• INPUT:
____

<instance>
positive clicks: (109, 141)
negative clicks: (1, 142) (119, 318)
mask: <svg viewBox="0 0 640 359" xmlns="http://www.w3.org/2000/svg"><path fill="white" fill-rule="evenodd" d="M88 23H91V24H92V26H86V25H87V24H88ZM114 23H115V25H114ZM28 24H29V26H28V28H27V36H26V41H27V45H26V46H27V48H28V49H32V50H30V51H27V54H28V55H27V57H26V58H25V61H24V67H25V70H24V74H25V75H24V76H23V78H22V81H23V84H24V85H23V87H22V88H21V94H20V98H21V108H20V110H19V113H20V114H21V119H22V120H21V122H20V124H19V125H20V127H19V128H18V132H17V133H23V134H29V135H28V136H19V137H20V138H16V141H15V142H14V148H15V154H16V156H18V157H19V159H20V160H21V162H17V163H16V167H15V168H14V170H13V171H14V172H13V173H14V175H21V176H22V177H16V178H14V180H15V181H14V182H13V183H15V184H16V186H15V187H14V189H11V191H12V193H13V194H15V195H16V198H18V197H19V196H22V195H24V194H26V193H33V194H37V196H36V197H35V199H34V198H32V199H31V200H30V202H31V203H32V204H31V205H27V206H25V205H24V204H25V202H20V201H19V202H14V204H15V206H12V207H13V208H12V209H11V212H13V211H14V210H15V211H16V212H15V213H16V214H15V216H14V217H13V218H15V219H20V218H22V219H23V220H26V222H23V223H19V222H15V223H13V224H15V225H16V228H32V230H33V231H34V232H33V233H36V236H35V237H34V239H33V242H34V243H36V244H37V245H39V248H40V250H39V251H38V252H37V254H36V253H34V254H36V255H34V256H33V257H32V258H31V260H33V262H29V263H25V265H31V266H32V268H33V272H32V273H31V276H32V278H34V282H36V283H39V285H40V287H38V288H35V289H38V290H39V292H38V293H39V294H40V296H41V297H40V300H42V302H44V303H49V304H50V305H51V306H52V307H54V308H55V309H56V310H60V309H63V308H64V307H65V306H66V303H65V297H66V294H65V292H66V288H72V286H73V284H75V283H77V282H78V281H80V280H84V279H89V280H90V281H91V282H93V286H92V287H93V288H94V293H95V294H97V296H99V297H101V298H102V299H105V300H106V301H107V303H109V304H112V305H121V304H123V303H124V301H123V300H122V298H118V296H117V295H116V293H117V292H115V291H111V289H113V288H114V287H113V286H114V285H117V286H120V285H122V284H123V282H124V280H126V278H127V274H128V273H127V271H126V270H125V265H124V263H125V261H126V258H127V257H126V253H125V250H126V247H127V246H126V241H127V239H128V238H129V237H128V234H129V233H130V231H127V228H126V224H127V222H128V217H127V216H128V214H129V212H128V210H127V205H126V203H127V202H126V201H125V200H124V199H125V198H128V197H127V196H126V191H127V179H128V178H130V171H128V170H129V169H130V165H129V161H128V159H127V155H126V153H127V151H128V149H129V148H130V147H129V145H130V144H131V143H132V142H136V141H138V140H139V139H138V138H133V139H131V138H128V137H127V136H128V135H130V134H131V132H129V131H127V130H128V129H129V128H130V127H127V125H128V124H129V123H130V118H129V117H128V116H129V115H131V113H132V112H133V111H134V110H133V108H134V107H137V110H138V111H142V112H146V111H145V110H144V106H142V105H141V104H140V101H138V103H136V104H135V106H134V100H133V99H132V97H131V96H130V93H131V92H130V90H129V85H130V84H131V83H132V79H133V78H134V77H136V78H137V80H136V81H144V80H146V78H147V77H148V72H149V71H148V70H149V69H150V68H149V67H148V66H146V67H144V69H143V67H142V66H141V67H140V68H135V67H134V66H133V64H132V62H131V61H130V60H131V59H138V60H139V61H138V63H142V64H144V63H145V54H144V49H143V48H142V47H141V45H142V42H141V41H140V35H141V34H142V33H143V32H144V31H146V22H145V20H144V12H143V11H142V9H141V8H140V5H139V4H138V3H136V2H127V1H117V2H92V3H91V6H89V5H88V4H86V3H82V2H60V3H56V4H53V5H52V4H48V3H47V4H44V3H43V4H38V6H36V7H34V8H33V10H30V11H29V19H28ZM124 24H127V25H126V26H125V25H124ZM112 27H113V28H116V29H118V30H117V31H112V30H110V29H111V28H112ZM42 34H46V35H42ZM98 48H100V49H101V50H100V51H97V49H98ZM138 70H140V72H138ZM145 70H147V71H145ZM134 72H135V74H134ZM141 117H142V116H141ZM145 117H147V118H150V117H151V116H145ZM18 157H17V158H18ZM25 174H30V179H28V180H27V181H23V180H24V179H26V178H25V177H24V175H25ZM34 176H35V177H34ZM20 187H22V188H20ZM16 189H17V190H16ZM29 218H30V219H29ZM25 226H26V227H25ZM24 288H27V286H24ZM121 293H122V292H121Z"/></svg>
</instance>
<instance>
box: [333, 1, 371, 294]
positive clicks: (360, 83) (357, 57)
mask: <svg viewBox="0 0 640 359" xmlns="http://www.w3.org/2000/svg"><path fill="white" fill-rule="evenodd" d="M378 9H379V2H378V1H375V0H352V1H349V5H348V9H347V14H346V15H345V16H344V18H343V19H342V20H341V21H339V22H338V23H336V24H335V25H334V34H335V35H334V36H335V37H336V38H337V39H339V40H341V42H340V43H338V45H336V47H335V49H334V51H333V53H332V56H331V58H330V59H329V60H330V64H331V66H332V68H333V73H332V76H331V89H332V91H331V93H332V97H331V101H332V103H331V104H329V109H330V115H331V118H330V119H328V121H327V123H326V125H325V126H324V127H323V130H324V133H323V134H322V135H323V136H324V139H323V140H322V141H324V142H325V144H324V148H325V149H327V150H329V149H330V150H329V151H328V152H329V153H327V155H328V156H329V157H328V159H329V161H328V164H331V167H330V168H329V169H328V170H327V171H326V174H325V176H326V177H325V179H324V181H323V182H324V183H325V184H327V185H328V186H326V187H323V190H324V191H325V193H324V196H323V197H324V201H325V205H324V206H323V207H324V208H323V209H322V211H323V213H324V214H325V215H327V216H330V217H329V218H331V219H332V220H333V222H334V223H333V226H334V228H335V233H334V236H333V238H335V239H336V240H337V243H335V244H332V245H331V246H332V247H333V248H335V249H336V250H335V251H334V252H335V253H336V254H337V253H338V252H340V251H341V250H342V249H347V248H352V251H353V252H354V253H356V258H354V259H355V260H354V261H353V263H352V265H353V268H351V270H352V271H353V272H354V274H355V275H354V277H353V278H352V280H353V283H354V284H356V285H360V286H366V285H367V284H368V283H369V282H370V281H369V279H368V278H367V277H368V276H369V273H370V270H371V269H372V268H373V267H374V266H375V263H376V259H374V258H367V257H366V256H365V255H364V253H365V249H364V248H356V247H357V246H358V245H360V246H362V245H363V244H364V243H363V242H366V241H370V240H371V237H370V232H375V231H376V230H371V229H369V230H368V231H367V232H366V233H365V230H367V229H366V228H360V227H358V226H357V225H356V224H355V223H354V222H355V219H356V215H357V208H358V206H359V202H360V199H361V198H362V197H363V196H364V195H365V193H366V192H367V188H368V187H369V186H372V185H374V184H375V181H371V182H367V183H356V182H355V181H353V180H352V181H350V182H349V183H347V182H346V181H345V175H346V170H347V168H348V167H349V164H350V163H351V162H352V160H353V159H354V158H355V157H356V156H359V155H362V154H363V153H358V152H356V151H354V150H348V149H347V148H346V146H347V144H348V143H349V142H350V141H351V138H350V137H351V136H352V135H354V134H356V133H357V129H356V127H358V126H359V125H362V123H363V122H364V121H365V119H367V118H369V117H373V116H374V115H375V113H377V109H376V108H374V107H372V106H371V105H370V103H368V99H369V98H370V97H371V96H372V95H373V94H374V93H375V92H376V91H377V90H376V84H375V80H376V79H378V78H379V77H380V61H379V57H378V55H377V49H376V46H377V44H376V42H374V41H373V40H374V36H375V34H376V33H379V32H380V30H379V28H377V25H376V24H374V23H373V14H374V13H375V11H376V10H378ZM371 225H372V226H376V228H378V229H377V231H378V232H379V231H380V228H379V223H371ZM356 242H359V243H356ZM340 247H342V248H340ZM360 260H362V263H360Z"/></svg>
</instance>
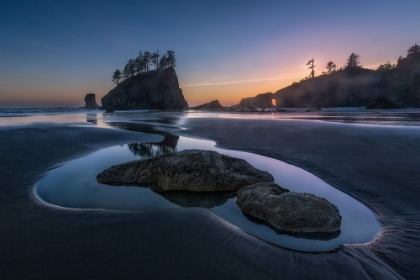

____

• WHAT IS EXPECTED: Reproduce the data verbatim from its first line through the line containing "negative clicks: (1, 142) (119, 318)", both ends included.

• EXERCISE RESULT:
<instance>
positive clicks: (109, 141)
negative clicks: (1, 142) (119, 318)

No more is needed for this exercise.